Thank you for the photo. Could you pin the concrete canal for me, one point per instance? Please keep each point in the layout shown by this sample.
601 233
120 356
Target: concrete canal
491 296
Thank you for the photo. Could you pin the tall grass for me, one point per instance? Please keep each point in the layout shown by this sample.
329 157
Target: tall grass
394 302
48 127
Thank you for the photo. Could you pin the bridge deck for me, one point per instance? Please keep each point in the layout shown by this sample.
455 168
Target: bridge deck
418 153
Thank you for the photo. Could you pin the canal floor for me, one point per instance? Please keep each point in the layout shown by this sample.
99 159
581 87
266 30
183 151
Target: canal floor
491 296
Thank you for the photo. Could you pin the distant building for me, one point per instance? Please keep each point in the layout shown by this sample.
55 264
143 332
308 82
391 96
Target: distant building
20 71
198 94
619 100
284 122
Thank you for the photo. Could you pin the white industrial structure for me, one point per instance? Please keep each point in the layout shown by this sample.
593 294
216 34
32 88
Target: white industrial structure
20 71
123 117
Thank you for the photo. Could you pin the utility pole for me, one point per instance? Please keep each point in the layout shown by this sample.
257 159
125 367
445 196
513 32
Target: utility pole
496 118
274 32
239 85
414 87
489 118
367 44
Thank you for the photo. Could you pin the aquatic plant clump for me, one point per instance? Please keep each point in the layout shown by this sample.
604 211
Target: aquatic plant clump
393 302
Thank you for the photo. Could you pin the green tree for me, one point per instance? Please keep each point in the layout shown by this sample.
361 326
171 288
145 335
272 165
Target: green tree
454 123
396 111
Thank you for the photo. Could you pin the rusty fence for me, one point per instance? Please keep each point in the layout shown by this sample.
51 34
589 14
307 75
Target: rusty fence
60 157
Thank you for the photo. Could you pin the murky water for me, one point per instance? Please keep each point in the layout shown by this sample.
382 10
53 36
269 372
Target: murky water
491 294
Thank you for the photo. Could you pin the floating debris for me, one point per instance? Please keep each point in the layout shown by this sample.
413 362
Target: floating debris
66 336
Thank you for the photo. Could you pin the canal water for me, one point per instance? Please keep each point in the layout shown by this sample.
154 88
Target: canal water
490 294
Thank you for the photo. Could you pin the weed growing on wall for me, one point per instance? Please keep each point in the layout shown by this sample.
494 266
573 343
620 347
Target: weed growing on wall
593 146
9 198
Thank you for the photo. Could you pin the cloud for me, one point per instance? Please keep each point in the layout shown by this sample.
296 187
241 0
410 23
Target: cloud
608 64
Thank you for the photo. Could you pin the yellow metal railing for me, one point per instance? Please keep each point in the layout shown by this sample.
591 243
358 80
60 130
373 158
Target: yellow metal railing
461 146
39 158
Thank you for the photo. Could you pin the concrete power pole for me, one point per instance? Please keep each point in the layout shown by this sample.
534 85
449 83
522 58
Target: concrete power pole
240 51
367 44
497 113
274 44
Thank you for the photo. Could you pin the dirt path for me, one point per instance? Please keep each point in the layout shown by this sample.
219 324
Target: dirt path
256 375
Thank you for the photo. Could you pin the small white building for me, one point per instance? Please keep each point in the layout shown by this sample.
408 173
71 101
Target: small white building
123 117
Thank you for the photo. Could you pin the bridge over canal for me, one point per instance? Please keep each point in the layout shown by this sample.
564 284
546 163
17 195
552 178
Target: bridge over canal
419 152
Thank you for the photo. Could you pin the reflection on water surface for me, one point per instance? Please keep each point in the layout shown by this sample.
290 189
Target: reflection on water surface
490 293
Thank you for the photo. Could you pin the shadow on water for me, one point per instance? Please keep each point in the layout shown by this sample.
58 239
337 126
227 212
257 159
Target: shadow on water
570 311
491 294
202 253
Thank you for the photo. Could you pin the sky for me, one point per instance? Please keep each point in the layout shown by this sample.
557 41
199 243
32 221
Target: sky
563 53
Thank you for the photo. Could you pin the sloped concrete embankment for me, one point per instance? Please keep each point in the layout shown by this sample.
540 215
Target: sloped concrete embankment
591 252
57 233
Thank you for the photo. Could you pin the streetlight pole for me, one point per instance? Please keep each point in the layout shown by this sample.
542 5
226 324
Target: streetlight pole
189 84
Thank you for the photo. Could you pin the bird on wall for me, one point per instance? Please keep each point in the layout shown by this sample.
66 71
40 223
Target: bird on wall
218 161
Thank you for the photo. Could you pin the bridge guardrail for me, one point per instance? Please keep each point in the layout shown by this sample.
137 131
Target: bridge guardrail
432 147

■ ■ ■ ■

REQUIREMENT
Could you restate the records above word for word?

ANSWER TO THE PROBLEM
Thank you for the photo. Could you pin the concrete canal for me, one point per instance? Please keep each point in the layout shown by this sample.
601 233
120 356
Target: concrete canal
491 296
Thank you for the photo. Could you pin the tall grass for me, one point per instance? Please keep each point in the layout shown by this sample.
329 157
Target: tall grass
394 302
48 127
Thank you for the photo. Could you pin the bridge deck for me, one point per instance? Please keep each point in the layout shown by this sample.
455 168
Target: bridge deck
418 153
Thank you for the photo. Could you pin the canal floor for me, one point per instance? Please keep each point in the layout shown by this sample.
99 159
581 87
266 30
183 151
Target: canal floor
491 296
Thank you for the photo. Could you pin the distant building for me, one point per instance? Please keep each point in the layout shown by this sample.
55 264
143 332
308 82
391 96
Target: distant building
20 71
198 94
619 100
284 122
Thank you for the photo. Could you pin the white industrial structure for me, one point per instance? Please keep each point in the layout shown by this sample.
593 294
216 34
32 88
Target: white industrial structure
20 71
123 117
Thank you for the photo. Could you pin the utility pole for me, one point per instance? Please keep each point in the layout shown by this sample.
257 159
125 367
445 196
513 32
Target: utility pole
496 118
274 32
239 85
414 87
489 118
367 44
Thank you for the photo. Could you pin the aquatic plant clump for me, one point per instance? Please keep each point in the layout shown by this sample.
604 211
Target: aquatic plant clump
393 302
Thank you for the photo. Could you pin the green tree for me, one point per instance? Please keep each point in the layout shown by this sample.
361 326
171 288
145 335
272 165
Target: green tree
454 123
396 111
Thank you for the photo. Could you pin the rusty fence for me, one point per instance? Please keep each point in the layout shown by this sample.
51 34
589 14
307 75
Target: rusty fence
60 157
Thank you for the photo. Could you pin the murky water for me, one point per instance? Please keep each point in the layout shown by this sample.
382 10
53 36
269 372
Target: murky water
491 294
Thank you for the photo. Could you pin the floating debris for me, one point per instance? Please keep each point in the layout shown by this sample.
413 362
Target: floating debris
66 336
Thank you for the photo. Could you pin the canal water for me, one point per instance? Please keep each point in the layout shown by this sample.
154 88
Target: canal water
490 294
Thank you for the photo. Could you pin the weed growing on wall for me, one point per instance? Please keep each point in the layout shown by this sample.
494 266
573 343
620 347
Target: weed growing on wall
593 146
9 198
Thank you for the photo. Could you pin the cloud for me, one point per instance? Please keep each point in the layout shown by this sample.
296 187
241 0
410 23
Target: cloud
608 64
Thank you for the photo. Could you pin the yellow metal railing for me, one point per instance? Please keep each point in the layout shown by this sample.
591 243
358 80
60 130
373 158
Target: yellow metal railing
461 146
39 158
Thank you for the photo. Could you pin the concrete power pole for me, one point per instance? Please keep each point in the layout shown by this sample.
534 85
449 83
522 58
Target: concrete power pole
240 51
367 44
497 113
274 44
Thank you for the photo. Could you pin the dirt path for me, one point per instance? Please keep each point in the layout shown by this sample.
219 324
Target: dirt path
256 375
Thank you for the photo. Could you pin the small white building for me, one point per instance? Please keep each point in the layout shown by this sample.
408 173
71 101
Target: small white building
123 117
Thank you for the photo. Could you pin the bridge over canal for me, one point per instance? Please keep each point in the layout shown by this sample.
564 284
546 163
17 195
552 178
Target: bridge over canal
419 152
Thank you for the photo. Could you pin the reflection on water surface for me, one point per instance? Please keep each point in the layout shown by this sample.
290 189
Target: reflection on water surface
490 293
Thank you for the photo. Could you pin the shadow on water for me, one point per instance? Please keep each point in the layout shown by this sample.
58 239
337 126
227 212
257 159
Target: shadow on water
570 311
491 294
202 253
Thank you for the photo. Could you pin the sky for me, one point per instance? Please keep each point in the layout shown by this sample.
557 41
199 243
32 221
Target: sky
563 53
Thank you for the photo. Could you pin the sloped concrete embankment for me, one point per instance? Please keep each point in the layout shown by this sample.
540 215
Target: sloped concrete embankment
591 252
57 233
Thank you for the photo. Could you pin the streetlight pole for me, one point per instance? Please keep each point in the layout shown by this sample.
542 5
226 324
Target: streetlight pole
189 84
Thank you for the photo. Could you pin the bird on wall for me, one point per instance? Please keep each point in the layout shown by this sample.
66 71
40 223
Target: bird on wall
218 161
Thank you for the photo. Could you pin the bridge guardrail for me, one point per instance? Please keep each point in the layout shown by this sample.
137 131
Target: bridge guardrail
432 147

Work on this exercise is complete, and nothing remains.